Theater News

London Calling

Reports on six worthwhile British productions, including Dominic West in Butley, Kristin Scott Thomas in Betrayal, and Alex Kingston in Luise Miller.

Dominic West in Butley
(© Tristram Kenton)
Dominic West in Butley
(© Tristram Kenton)

Variety may be the spice of life. Right now, it’s definitely the spice of London theater as a cornucopia of hard-hitting dramas, comedies, and musicals are delighting audiences.


Dominic West is giving the kind of dynamic performance that gets people talking in the title role of Simon Gray’s Butley, now being revived at the Duchess. In the two-act character study of a once-promising English professor imploding over the course of one sour day, he brings almost everything needed for galvanizing the stage while disorienting the characters trying to make Butley face himself.


Those characters include his flatmate Joey (Martin Hutson), estranged wife Anna (Amanda Drew), colleague Edna (Penny Downie), students Miss Heasman (Emma Hiddleston) and Mr. Gardner (Cal Brigden) and publishing executive Reg (Paul McGann), who is Butley’s rival for Joey’s affection. While all the actors shine, thanks to director Lindsay Posner, West lacks the flickering vulnerability that keeps audiences on Butley’s side. Without it, Butley’s overbearing nature palls, testing audience patience about such cruel carryings-on, no matter how devastatingly eloquent the harangues are.
....
Complete the following:
• a. Condense the paragraph of the London theater report that begins "Those characters include his flatmate Joey" into a short bulleted list that keeps its main facts.
• b. Write the next paragraph of the London theater report, picking up after its final sentence.

[Extracted data entries]
....
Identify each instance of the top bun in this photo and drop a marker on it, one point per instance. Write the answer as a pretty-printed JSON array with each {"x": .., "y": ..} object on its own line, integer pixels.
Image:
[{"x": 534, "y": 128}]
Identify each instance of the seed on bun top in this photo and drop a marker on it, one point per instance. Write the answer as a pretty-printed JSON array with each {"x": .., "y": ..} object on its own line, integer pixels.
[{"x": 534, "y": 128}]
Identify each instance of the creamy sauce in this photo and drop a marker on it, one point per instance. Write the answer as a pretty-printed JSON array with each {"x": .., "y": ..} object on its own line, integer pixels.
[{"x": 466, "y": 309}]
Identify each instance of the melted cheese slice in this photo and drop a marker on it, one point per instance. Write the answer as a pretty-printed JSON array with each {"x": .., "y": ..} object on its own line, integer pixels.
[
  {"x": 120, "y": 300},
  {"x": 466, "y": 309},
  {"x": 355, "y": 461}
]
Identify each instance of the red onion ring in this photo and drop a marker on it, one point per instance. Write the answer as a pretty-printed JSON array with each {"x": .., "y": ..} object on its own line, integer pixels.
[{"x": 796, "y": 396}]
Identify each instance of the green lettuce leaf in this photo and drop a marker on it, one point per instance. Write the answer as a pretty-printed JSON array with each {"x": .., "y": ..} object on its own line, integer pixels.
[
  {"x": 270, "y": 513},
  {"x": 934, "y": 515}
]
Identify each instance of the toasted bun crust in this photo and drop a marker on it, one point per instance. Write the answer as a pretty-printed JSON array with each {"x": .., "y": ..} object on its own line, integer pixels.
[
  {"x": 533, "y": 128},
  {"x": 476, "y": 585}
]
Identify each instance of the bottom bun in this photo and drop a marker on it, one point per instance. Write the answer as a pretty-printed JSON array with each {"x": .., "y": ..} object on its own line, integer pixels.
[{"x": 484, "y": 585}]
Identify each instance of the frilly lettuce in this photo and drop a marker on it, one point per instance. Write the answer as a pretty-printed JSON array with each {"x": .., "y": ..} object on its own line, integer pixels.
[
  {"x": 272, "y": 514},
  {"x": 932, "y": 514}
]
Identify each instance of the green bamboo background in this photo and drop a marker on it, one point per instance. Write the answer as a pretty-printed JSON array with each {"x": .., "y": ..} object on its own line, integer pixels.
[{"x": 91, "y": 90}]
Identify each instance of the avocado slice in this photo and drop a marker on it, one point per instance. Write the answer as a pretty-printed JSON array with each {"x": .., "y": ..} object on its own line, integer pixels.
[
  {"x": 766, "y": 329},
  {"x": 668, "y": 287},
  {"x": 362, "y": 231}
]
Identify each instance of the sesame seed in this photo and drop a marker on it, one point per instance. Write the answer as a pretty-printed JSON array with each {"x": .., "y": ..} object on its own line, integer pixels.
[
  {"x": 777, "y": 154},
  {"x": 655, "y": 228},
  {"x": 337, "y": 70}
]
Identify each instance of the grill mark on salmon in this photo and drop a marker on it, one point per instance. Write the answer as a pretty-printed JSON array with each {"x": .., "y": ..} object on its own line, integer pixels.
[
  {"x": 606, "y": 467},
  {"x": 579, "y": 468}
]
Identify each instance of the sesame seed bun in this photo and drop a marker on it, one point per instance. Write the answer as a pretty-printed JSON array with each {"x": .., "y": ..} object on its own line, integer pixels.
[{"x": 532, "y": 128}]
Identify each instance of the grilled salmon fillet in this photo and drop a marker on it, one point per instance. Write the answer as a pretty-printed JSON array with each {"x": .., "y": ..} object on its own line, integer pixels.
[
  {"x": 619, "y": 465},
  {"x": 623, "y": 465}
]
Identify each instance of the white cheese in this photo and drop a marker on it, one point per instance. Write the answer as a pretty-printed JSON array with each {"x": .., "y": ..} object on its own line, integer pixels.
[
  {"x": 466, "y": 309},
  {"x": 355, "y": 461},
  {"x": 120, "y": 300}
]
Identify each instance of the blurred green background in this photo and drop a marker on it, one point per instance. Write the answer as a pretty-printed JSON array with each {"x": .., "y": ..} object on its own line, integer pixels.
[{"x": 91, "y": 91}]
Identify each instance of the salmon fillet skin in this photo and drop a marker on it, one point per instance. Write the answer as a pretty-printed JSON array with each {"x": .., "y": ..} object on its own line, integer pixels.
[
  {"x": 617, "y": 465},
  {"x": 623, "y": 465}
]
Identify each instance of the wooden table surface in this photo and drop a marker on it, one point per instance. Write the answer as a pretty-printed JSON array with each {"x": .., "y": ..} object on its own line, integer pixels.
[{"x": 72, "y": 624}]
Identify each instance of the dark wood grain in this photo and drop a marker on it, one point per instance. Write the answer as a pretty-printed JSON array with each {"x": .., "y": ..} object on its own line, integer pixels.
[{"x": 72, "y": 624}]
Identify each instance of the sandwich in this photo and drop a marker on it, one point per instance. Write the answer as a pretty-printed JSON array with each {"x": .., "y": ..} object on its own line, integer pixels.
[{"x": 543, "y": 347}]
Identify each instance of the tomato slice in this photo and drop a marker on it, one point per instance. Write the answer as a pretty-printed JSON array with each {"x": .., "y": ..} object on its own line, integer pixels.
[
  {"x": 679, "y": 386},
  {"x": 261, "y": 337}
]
....
Expected results:
• a.
- Supporting characters and cast:
  - Joey, Butley's flatmate (Martin Hutson)
  - Anna, his estranged wife (Amanda Drew)
  - Edna, a colleague (Penny Downie)
  - Students Miss Heasman (Emma Hiddleston) and Mr. Gardner (Cal Brigden)
  - Reg, a publishing executive and Butley's rival for Joey's affection (Paul McGann)
- Under director Lindsay Posner, all the actors shine.
- West lacks the flickering vulnerability that keeps audiences on Butley's side.
- Without it, Butley's overbearing nature palls and tests the audience's patience with his cruelty, however eloquent his harangues.

• b.
When Harold Pinter decided to exorcise guilt over his dalliance with wife-of-best-friend Joan Blackwell, he wrote the moving-backward-in-time play Betrayal, which is currently receiving a model theatrical distillation at the Comedy under the direction of Ian Rickson. Kristin Scott Thomas and Douglas Henshall as the nervous extra-marital lovers and Ben Miles as the tense cuckold all scrupulously follow the author-dictated pauses and silences. Those ambiguous moments are Pinter’s comment on how people communicate — or don’t — and what elusive subtexts lurk. They must be acted precisely, as they are here, to replicate natural conversation, or a pretentious quality slips in.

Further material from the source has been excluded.